START Extracted entries

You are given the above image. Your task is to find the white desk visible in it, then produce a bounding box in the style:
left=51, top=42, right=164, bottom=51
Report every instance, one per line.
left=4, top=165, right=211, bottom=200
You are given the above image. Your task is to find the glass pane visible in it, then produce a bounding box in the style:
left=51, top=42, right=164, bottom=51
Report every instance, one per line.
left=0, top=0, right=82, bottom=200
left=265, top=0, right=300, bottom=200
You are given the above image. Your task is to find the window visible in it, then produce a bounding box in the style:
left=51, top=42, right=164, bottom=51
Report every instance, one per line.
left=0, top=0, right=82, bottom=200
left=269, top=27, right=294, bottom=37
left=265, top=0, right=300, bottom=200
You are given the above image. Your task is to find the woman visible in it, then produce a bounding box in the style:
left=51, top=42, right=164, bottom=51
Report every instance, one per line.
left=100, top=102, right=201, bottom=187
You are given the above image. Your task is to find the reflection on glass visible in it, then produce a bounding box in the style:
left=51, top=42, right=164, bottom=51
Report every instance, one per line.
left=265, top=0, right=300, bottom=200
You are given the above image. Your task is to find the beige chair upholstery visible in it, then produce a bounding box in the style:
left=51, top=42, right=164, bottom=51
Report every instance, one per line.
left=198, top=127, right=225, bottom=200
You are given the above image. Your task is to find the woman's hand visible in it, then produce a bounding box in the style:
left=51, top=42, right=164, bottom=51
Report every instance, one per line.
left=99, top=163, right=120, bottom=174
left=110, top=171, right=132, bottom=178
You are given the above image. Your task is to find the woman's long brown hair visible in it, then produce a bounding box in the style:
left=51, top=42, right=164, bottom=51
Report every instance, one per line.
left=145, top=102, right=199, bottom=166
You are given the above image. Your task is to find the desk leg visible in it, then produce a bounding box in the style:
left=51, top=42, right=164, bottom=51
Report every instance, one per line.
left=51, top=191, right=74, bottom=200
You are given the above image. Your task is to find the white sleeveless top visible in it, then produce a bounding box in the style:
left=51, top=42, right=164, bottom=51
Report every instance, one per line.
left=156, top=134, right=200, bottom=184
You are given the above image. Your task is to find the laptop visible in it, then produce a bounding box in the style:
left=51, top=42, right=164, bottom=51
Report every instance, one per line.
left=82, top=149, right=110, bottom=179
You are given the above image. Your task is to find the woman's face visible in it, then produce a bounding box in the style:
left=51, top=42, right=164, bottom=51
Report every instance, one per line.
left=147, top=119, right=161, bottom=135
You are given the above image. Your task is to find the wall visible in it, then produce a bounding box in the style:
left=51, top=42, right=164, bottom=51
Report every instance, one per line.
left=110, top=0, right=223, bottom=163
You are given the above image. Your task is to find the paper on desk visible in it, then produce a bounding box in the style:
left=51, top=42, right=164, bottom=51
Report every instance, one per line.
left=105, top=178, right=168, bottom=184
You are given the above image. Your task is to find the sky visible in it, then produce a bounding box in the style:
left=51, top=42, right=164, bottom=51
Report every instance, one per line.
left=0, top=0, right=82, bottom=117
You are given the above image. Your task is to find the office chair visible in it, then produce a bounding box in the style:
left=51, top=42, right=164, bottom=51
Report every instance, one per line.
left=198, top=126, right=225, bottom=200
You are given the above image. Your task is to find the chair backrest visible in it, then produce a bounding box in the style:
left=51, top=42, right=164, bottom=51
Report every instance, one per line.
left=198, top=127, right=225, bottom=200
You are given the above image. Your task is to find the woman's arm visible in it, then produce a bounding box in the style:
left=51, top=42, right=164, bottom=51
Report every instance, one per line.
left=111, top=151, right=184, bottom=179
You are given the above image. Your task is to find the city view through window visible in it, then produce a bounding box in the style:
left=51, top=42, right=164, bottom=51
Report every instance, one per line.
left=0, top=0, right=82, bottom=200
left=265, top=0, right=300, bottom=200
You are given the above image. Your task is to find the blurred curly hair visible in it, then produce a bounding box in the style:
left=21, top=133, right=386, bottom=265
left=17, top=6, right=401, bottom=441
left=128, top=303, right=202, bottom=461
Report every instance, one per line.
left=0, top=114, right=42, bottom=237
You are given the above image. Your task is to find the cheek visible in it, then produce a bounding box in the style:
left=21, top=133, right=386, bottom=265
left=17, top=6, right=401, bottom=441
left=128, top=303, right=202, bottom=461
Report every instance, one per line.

END Extracted entries

# Required task
Reproduce every item above verbatim, line by line, in the same order.

# Correct response
You are given the above image. Your task is to find the white desk visible in it, then produce a bounding box in the style:
left=51, top=42, right=164, bottom=51
Report every instance, one per line.
left=4, top=165, right=211, bottom=200
You are given the above image. Your task is to find the glass pane visible in it, then produce a bounding box in the style:
left=51, top=42, right=164, bottom=51
Report every instance, one per line.
left=0, top=0, right=82, bottom=200
left=265, top=0, right=300, bottom=200
You are given the above image. Your task is to find the window visible in it, then produce a bounding box in the style:
left=51, top=42, right=164, bottom=51
Report every instance, one per line.
left=0, top=0, right=82, bottom=200
left=269, top=27, right=294, bottom=37
left=265, top=0, right=300, bottom=200
You are given the above image. Your task is to find the woman visible in it, then produce a bounding box in the style:
left=51, top=42, right=164, bottom=51
Report every instance, one per line.
left=100, top=102, right=201, bottom=187
You are given the above image. Your task is to find the reflection on glass visible in it, then produce a bounding box in the style:
left=51, top=42, right=164, bottom=51
Report every instance, one per line.
left=265, top=0, right=300, bottom=200
You are given the above image. Your task is to find the beige chair upholstery visible in it, then produce a bounding box in the style:
left=51, top=42, right=164, bottom=51
Report every instance, one per line.
left=198, top=127, right=225, bottom=200
You are given the above image. Your task is to find the woman's hand visible in it, then produce a bounding box in the style:
left=51, top=42, right=164, bottom=51
Report every instance, one per line.
left=99, top=163, right=120, bottom=174
left=110, top=171, right=132, bottom=178
You are given the above image. Your task is to find the woman's long brown hair visible in it, then produce a bounding box in the style:
left=51, top=42, right=164, bottom=51
Report every instance, one per line.
left=145, top=102, right=199, bottom=166
You are given the above image. Your task is to find the desk leg visible in it, then produce a bounding box in the style:
left=51, top=42, right=164, bottom=51
Report every instance, one per line.
left=51, top=191, right=74, bottom=200
You are given the above image. Your task is to find the white sleeveless top visible in it, then produce a bounding box in the style:
left=51, top=42, right=164, bottom=51
Report every instance, one per line.
left=156, top=134, right=200, bottom=184
You are given the above image. Your task is to find the laptop visible in it, then produce a bounding box in the style:
left=51, top=42, right=164, bottom=51
Report every instance, one per line.
left=82, top=149, right=110, bottom=179
You are given the above image. Your task is to find the woman's face visible in it, then produce a bounding box in the style:
left=51, top=42, right=164, bottom=51
Report every instance, one per line.
left=147, top=119, right=161, bottom=135
You are given the above image. Your task is to find the wall visible in it, then produce a bounding box in the style:
left=51, top=42, right=164, bottom=51
Report every instance, one per line.
left=110, top=0, right=223, bottom=163
You are given the above image. Your task is to find the paper on desk visible in it, then produce a bounding box in the style:
left=51, top=42, right=164, bottom=51
Report every instance, one per line.
left=105, top=178, right=168, bottom=184
You are given the above image. Your task is to find the sky visible in it, then produce a bounding box in the style:
left=51, top=42, right=164, bottom=51
Report every instance, one per line.
left=0, top=0, right=82, bottom=117
You are given the above image. Your task is to find the office chair visible in it, then produce a bounding box in the style:
left=51, top=42, right=164, bottom=51
Report every instance, one per line.
left=198, top=126, right=225, bottom=200
You are given the above image. Your task is to find the chair backrest visible in it, then produce a bounding box in the style:
left=51, top=42, right=164, bottom=51
Report every instance, one per line.
left=198, top=127, right=225, bottom=200
You are given the above image. Your task is to find the woman's arm visible in it, then produce a bounding box in the style:
left=51, top=42, right=164, bottom=51
Report every instance, one per line.
left=111, top=151, right=184, bottom=179
You are given the above image. Your task is to find the city view through window visible in it, then produce a bounding box in the style:
left=51, top=42, right=164, bottom=51
Report every instance, one per line.
left=0, top=0, right=82, bottom=200
left=265, top=0, right=300, bottom=200
You are given the above image. Your task is to find the blurred curly hair visible in it, then produce a bounding box in the style:
left=21, top=133, right=386, bottom=265
left=17, top=6, right=401, bottom=441
left=128, top=303, right=202, bottom=461
Report every instance, one per line.
left=0, top=114, right=42, bottom=237
You are given the above image. Your task is to find the cheek visible in it, then produce a bounding box in the style:
left=21, top=133, right=386, bottom=265
left=17, top=6, right=401, bottom=441
left=128, top=303, right=202, bottom=461
Report every instance, one per line.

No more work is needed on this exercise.